Passage:

LINCOLN—THE BATTLE OF GETTYSBURG
[548] THE day after Jackson was wounded the battle of Chancellorsville
continued, and ended in a second victory for the Confederates. On
the 4th and 5th the fighting was again renewed. Then the Federals
retired across the Rappahannock to their former camping ground
unmolested, the Confederates being too exhausted to pursue them.
After Fredericksburg the Confederates had rejoiced. After
Chancellorsville they rejoiced still more, and they made up their
minds to carry the war into the northern states. So leaving part
of his army under General J. E. B. Stuart to prevent the Federals
pursuing him Lee marched into Pennsylvania. But General Stuart was
unable to hold the Federals back, and they were soon in pursuit of
Lee.
At Chancellorsville Hooker had shown that although he was a splendid
fighting general he was a poor commander-in-chief, and towards the
end of June, while the army was in full cry after the foe, General
George Gordon Meade was made commander-in-chief. Meade continued
the pursuit, and Lee, seeing nothing for it, gave up his plans of
invasion, and turned to meet the foe.
The two forces met near the little town of Gettysburg in Pennsylvania,
and a great three-days' battle took place.
The fighting began on the first of July when the Federal army was
still widely scattered through the country, and Meade himself far
in the rear, and again the Confederates triumphed.

Parts of the exercise:
**1.** Reproduce the Gettysburg passage from the words "The two forces" through "the Confederates triumphed.", renaming "Meade" as "the commander-in-chief" wherever it occurs.
**2.** In the Gettysburg passage, which general did Lee leave with part of his army to keep the Federals from pursuing him?
**3.** Resume the Gettysburg passage, picking up after its last sentence.
The rows after this point are independent material and have no connection to the Gettysburg passage.

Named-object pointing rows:
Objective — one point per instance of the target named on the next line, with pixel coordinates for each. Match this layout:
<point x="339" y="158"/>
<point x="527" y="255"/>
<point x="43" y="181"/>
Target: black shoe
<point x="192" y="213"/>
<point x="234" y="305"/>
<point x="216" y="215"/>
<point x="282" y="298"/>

Answers to each task:
**1.**
The two forces met near the little town of Gettysburg in Pennsylvania,
and a great three-days' battle took place.
The fighting began on the first of July when the Federal army was
still widely scattered through the country, and the commander-in-chief himself far
in the rear, and again the Confederates triumphed.

**2.** General J. E. B. Stuart.

**3.**
[549] Late that night General Meade arrived upon the field, and began
to make preparations for the struggle on the morrow. On both sides
the commanders and armies seemed to feel that a great turning point
of the war had come, and they bent all their energies on winning.
Both camps were early astir, yet each side seemed to hesitate to
begin the fearful game, and put fortune to the test. So the morning
passed quietly, the hot silence of the summer day being broken only
now and again by fitful spurts of firing.
Late in the afternoon at length the Confederates attacked, and
soon the battle raged fiercely. The fight swung this way and that,
first the one side and then the other gaining ground here, losing
it there. When night came the position was little changed. The
advantage still lay with the Confederates.
Next day there was no hesitation. Both sides knew that the deadly
duel must be fought to the close, and at dawn the roll and thud of
cannon began. From hill to hill gun answered gun, shells screamed
and hissed, and the whole valley seemed to be encircled with flame
and smoke. But the Confederates gained nothing. The Federals stood
firm.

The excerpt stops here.